### Problem to work on
Entries follow. Return each line that contains the word "Mark".
Segment Start: Exercise material
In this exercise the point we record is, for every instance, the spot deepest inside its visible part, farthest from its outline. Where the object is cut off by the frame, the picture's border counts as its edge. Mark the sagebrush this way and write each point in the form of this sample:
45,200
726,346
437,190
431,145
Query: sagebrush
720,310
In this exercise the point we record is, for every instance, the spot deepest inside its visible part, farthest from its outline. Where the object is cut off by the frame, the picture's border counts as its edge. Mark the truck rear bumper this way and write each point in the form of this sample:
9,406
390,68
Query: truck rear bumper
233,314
Segment End: Exercise material
Segment Start: Exercise material
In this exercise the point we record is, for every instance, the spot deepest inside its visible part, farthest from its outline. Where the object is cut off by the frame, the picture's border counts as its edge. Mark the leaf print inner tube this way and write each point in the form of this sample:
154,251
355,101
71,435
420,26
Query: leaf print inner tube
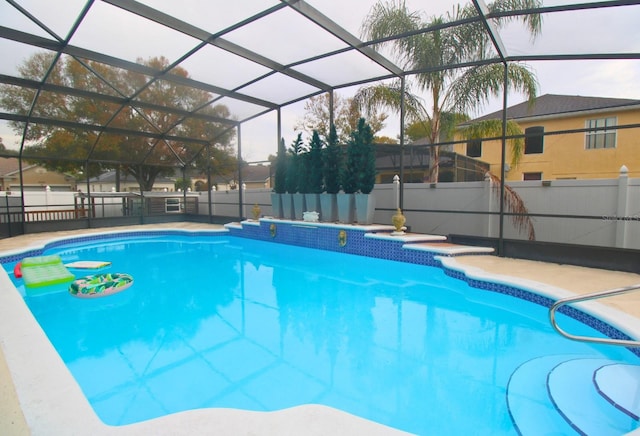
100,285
Segment End: Exercise material
### Response to this exercise
In this exercise the point we record is, for every instance, the spot deepest inside its visible part, farthest from its outline. Where the object is cut off by the frame, the picture's border counts as its edge. Mark the sagebrush this way and write each point in the form of this sample:
In this exercise the point we record is, for every instance, the spot deepest inside its visible part, farthest from its outline. Where the object is cut off by the frame, the picture's border counts as its edge. Mark the truck rear bumper this way and write each point in the form of this sample:
In this exercise the point we record is, for every instance, the spot deepest inside its visible part, farthest from its outline. Where the object is cut off by the frame, the picture's border counts as its edge. Mark the leaf print inner tube this way and write each point in the form of this sample:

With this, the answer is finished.